Sometimes we need a sobering thought. Without any wokey word crafting.

Earth Overshoot Day. Is this concept as new to you as it was to me? Like many things associated with the  environment, what is known cannot be unknown. No amount of pretending or posturing or looking the other way can detract any of us from an issue that is wholly, intimately and intrinsically linked to our very existence.

A definition in a language I can understand:

Earth Overshoot Day lands on August 22 this year, 2020. Earth Overshoot Day marks the date when humanity has exhausted nature’s budget for the year. For the rest of the year, we are maintaining our ecological deficit by drawing down local resource stocks and accumulating carbon dioxide in the atmosphere.

- [USING THE INFORMATION]
A. In the passage on Earth Overshoot Day, on what date does Earth Overshoot Day fall in 2020?
B. Rewrite the passage on Earth Overshoot Day from "Sometimes we need" down to "our very existence.", substituting "humbling" for "sobering".

Dataset entries
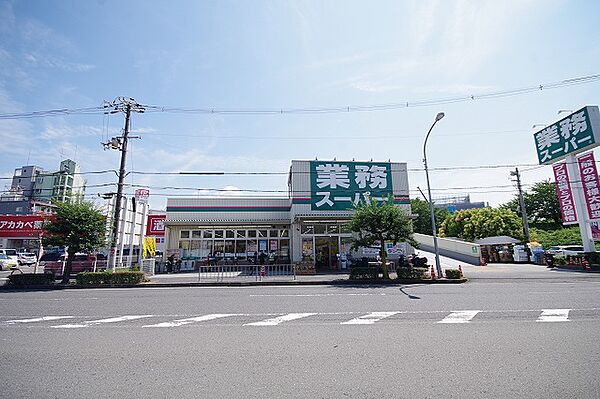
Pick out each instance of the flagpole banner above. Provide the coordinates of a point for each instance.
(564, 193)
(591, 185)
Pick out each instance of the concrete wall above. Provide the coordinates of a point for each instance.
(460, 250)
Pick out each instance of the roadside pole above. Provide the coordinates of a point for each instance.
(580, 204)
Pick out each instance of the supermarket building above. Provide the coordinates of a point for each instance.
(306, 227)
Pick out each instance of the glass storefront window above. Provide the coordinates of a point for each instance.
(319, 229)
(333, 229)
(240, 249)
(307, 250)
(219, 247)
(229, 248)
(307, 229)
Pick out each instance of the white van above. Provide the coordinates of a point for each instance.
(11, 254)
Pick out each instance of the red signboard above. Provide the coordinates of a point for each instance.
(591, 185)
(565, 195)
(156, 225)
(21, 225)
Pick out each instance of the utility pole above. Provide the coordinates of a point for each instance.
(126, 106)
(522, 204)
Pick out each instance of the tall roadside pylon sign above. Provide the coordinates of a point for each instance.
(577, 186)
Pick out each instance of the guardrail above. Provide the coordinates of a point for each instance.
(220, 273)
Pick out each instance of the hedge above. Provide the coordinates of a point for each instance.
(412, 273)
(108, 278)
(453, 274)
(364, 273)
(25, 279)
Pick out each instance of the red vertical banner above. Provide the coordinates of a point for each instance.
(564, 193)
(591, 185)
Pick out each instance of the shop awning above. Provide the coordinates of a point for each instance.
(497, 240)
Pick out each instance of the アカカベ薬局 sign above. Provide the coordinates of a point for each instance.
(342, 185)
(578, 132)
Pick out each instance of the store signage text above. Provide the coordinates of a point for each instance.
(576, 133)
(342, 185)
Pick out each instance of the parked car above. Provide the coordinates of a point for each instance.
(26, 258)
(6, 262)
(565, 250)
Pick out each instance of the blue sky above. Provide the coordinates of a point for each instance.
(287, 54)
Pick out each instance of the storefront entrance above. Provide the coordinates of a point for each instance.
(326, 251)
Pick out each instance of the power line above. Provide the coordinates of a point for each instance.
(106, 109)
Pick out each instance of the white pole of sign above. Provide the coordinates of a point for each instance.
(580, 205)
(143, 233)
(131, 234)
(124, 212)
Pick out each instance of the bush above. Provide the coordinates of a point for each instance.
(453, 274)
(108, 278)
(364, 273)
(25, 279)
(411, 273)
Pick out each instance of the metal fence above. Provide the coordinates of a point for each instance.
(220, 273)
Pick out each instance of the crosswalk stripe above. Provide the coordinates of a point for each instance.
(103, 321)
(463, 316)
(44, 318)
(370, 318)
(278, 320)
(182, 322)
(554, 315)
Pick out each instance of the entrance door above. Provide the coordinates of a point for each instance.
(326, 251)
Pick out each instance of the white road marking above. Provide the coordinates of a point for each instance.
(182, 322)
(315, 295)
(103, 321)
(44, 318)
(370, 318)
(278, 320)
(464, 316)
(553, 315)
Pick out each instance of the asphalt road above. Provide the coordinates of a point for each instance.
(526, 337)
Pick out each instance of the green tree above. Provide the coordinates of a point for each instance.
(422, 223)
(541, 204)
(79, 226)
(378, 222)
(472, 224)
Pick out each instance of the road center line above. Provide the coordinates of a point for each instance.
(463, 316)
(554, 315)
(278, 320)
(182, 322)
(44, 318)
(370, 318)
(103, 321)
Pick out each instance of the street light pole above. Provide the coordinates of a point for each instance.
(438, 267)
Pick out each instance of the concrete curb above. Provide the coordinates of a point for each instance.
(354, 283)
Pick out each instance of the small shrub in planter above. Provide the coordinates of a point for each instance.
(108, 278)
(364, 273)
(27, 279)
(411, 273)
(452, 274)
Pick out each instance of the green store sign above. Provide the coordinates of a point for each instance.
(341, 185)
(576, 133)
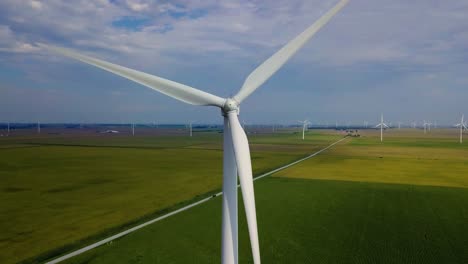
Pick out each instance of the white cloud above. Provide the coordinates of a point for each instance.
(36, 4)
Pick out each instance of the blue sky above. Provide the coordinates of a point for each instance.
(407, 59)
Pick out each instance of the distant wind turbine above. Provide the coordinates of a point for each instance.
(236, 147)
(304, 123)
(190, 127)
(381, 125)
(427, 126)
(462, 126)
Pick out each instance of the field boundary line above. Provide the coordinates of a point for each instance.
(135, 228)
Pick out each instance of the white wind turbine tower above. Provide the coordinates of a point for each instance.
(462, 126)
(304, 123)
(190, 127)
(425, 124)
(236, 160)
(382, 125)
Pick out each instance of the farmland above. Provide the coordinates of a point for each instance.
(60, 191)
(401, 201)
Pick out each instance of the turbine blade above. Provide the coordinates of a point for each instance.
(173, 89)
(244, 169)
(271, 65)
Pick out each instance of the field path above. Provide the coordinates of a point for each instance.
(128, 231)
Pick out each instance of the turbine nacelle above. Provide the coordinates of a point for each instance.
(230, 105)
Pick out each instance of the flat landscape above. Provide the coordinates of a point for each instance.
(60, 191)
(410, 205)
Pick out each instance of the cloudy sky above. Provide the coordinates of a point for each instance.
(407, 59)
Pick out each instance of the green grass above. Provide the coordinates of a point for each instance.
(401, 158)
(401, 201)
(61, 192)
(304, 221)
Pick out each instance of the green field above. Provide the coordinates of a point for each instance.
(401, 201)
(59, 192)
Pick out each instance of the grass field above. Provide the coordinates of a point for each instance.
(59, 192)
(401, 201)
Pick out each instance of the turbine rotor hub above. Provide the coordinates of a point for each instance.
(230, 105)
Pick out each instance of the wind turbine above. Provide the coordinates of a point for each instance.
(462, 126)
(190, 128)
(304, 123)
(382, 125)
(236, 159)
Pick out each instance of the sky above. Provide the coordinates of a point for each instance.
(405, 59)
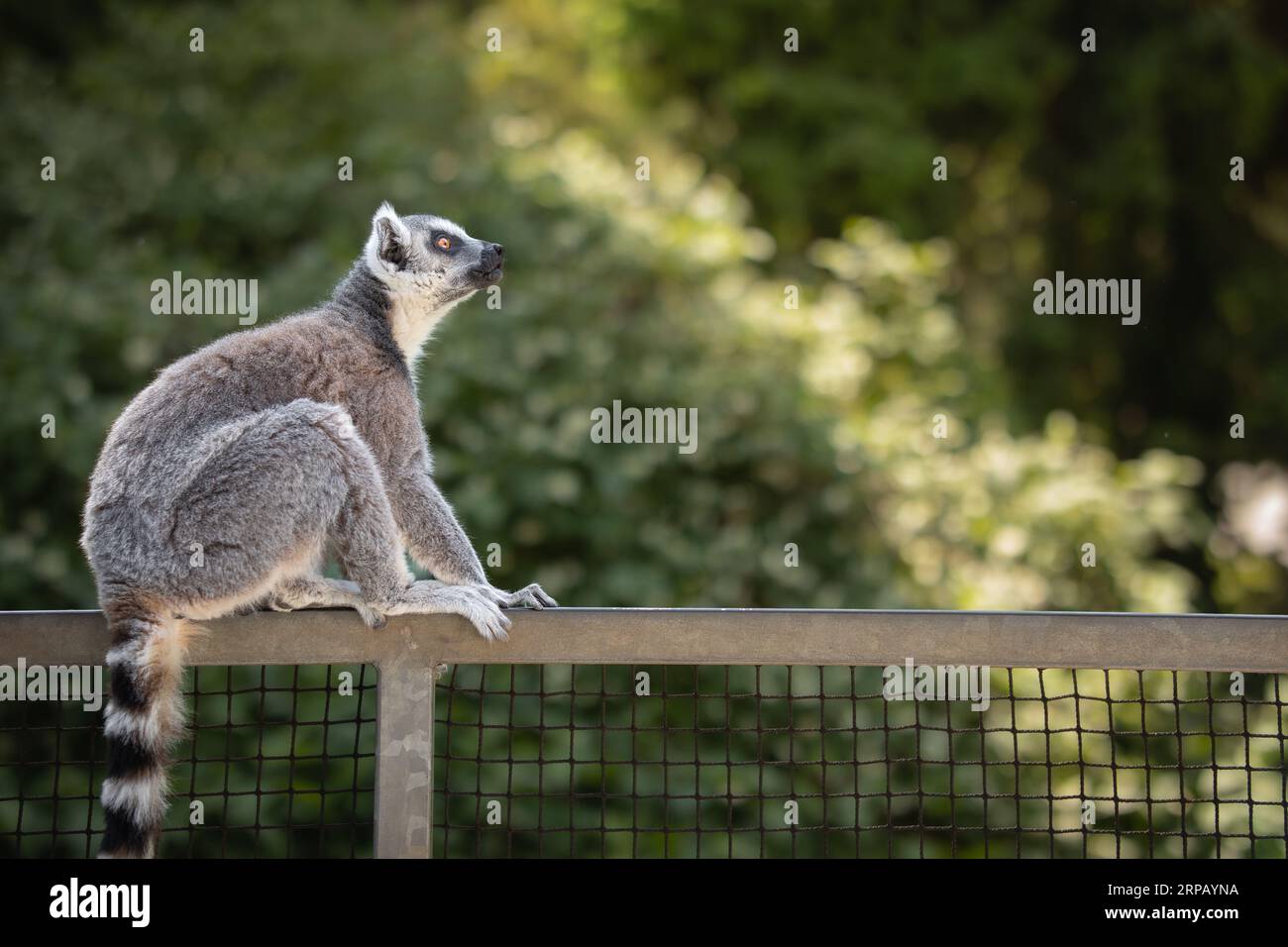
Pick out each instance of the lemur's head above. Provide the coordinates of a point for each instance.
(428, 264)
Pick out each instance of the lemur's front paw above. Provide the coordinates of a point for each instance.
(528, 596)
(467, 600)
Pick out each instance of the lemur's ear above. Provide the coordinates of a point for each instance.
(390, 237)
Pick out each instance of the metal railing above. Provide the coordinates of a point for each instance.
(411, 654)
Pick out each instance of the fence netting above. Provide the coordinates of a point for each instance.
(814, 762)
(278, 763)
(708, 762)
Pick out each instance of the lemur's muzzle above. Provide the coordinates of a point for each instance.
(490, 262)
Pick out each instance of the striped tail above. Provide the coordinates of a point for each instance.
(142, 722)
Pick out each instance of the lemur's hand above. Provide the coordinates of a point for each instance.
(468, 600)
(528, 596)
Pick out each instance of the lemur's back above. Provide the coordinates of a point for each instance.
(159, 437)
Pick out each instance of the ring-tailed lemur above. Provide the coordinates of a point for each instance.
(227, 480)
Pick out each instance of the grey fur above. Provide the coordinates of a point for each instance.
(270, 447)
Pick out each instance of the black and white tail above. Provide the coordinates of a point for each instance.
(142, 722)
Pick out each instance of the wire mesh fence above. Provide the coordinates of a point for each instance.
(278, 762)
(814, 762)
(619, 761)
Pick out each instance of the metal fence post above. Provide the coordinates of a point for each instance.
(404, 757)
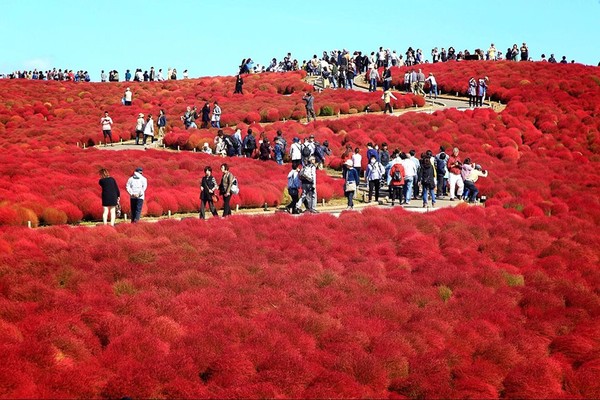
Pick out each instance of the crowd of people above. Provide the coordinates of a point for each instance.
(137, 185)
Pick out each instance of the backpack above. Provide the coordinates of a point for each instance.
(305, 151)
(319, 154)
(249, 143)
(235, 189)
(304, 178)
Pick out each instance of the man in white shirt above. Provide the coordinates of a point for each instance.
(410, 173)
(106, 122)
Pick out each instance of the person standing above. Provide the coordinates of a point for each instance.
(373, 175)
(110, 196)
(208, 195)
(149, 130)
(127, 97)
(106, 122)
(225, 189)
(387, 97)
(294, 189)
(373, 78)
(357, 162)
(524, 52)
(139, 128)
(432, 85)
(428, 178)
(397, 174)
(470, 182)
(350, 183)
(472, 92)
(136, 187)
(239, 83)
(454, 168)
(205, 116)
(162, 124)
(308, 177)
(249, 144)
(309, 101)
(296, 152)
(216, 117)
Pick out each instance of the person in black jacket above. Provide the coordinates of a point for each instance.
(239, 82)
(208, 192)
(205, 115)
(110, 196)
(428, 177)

- [ANSWER SET]
A. August 22

B.
Sometimes we need a humbling thought. Without any wokey word crafting.

Earth Overshoot Day. Is this concept as new to you as it was to me? Like many things associated with the  environment, what is known cannot be unknown. No amount of pretending or posturing or looking the other way can detract any of us from an issue that is wholly, intimately and intrinsically linked to our very existence.